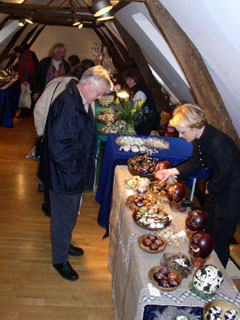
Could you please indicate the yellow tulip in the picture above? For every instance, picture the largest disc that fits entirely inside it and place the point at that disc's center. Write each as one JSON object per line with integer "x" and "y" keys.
{"x": 140, "y": 103}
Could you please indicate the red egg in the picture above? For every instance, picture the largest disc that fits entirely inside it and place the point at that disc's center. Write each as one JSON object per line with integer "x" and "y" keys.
{"x": 163, "y": 165}
{"x": 200, "y": 245}
{"x": 151, "y": 237}
{"x": 197, "y": 220}
{"x": 153, "y": 246}
{"x": 147, "y": 242}
{"x": 175, "y": 192}
{"x": 159, "y": 242}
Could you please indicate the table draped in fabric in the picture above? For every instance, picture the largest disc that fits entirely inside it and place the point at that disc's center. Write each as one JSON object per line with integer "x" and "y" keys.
{"x": 178, "y": 152}
{"x": 130, "y": 265}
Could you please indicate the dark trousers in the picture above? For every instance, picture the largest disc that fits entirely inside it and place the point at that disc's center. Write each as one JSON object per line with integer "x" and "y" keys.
{"x": 224, "y": 215}
{"x": 64, "y": 213}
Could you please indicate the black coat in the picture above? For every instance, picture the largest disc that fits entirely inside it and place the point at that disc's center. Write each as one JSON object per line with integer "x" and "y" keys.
{"x": 68, "y": 160}
{"x": 38, "y": 80}
{"x": 218, "y": 153}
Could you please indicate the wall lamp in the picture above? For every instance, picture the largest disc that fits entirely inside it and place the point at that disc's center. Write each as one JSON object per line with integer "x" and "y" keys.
{"x": 106, "y": 16}
{"x": 122, "y": 94}
{"x": 99, "y": 7}
{"x": 21, "y": 23}
{"x": 29, "y": 20}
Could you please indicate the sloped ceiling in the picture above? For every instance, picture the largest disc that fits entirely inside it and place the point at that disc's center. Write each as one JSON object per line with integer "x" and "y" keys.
{"x": 212, "y": 26}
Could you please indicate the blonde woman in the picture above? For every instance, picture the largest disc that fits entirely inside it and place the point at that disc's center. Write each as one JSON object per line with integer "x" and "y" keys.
{"x": 218, "y": 153}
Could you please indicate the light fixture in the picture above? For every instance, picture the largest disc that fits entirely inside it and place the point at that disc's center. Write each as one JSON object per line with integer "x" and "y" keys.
{"x": 99, "y": 7}
{"x": 29, "y": 20}
{"x": 21, "y": 23}
{"x": 122, "y": 94}
{"x": 76, "y": 22}
{"x": 106, "y": 16}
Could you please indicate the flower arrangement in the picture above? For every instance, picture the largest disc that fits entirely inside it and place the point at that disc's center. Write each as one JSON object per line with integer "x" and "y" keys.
{"x": 133, "y": 112}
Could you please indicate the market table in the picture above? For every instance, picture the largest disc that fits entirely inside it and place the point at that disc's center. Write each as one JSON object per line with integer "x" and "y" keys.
{"x": 130, "y": 265}
{"x": 9, "y": 96}
{"x": 178, "y": 152}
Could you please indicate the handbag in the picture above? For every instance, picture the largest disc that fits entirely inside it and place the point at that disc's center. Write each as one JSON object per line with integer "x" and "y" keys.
{"x": 25, "y": 100}
{"x": 39, "y": 146}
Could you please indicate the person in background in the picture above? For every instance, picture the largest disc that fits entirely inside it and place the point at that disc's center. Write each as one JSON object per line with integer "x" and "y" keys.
{"x": 74, "y": 61}
{"x": 68, "y": 160}
{"x": 26, "y": 69}
{"x": 87, "y": 63}
{"x": 51, "y": 92}
{"x": 140, "y": 91}
{"x": 50, "y": 67}
{"x": 217, "y": 152}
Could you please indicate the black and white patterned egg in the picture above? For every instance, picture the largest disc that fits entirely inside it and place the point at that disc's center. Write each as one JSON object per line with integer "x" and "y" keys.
{"x": 211, "y": 316}
{"x": 230, "y": 314}
{"x": 208, "y": 279}
{"x": 215, "y": 310}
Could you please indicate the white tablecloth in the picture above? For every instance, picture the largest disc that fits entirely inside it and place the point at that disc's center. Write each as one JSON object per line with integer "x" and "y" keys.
{"x": 130, "y": 265}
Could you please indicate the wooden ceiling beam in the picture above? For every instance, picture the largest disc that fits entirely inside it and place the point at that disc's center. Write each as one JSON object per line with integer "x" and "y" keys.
{"x": 136, "y": 53}
{"x": 26, "y": 8}
{"x": 116, "y": 58}
{"x": 202, "y": 85}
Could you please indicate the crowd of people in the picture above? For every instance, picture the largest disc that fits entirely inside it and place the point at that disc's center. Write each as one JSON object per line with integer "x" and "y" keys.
{"x": 62, "y": 94}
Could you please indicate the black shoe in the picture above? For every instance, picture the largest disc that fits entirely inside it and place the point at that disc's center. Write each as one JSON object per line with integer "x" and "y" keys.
{"x": 75, "y": 252}
{"x": 66, "y": 271}
{"x": 46, "y": 210}
{"x": 40, "y": 187}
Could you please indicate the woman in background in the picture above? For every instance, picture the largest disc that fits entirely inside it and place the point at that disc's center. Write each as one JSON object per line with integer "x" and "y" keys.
{"x": 217, "y": 152}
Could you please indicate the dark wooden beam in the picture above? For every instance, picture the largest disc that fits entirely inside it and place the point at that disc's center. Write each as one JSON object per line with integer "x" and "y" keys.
{"x": 143, "y": 67}
{"x": 2, "y": 24}
{"x": 116, "y": 58}
{"x": 123, "y": 3}
{"x": 25, "y": 40}
{"x": 11, "y": 43}
{"x": 34, "y": 38}
{"x": 29, "y": 35}
{"x": 202, "y": 85}
{"x": 31, "y": 8}
{"x": 120, "y": 46}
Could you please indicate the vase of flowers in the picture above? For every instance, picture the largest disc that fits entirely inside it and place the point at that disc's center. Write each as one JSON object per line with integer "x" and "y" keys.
{"x": 132, "y": 112}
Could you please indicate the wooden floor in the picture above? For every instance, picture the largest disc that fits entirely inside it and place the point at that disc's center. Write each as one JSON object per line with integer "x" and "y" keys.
{"x": 30, "y": 289}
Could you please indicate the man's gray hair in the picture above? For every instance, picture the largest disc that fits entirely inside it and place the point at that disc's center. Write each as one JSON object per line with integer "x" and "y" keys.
{"x": 55, "y": 48}
{"x": 96, "y": 75}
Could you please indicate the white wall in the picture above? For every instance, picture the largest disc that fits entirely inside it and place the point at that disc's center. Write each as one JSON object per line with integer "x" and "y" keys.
{"x": 77, "y": 41}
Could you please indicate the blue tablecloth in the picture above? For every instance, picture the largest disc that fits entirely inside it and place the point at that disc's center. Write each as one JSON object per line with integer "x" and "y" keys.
{"x": 9, "y": 103}
{"x": 178, "y": 152}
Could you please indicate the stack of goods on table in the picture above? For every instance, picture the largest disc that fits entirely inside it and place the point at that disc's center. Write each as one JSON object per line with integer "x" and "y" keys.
{"x": 147, "y": 199}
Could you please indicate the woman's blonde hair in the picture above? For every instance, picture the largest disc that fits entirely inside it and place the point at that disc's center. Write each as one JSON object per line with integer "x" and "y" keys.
{"x": 188, "y": 116}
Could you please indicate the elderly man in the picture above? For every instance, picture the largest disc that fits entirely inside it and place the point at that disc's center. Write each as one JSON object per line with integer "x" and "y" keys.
{"x": 68, "y": 160}
{"x": 48, "y": 68}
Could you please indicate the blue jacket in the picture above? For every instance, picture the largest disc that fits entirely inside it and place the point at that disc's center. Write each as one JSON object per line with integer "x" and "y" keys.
{"x": 68, "y": 159}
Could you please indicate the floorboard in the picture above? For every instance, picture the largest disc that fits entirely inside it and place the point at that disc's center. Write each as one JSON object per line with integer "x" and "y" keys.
----------
Copy exactly the lines from the one containing "Could you please indicate the elderly" through the last line of the records, both included, and nothing else.

*Result*:
Could you please indicate the elderly man in the picture above? For every instance, picture the largest disc that fits entirely inside it and place the point at that disc's center. Write each as one JSON object per line with integer "x" and "y" keys.
{"x": 68, "y": 160}
{"x": 48, "y": 68}
Could you please indicate the blue jacket in the picture above? For every instance, picture the largest disc that fits entirely inside it and place the point at that disc's center. Write each as one JSON object per line with integer "x" and "y" keys.
{"x": 68, "y": 159}
Could you please indicate the floorboard in the picture above? For every instance, picture the largest disc that fits entirely inside it and place the point at that disc's center. Write each as one JSON object per line with integer "x" and "y" keys.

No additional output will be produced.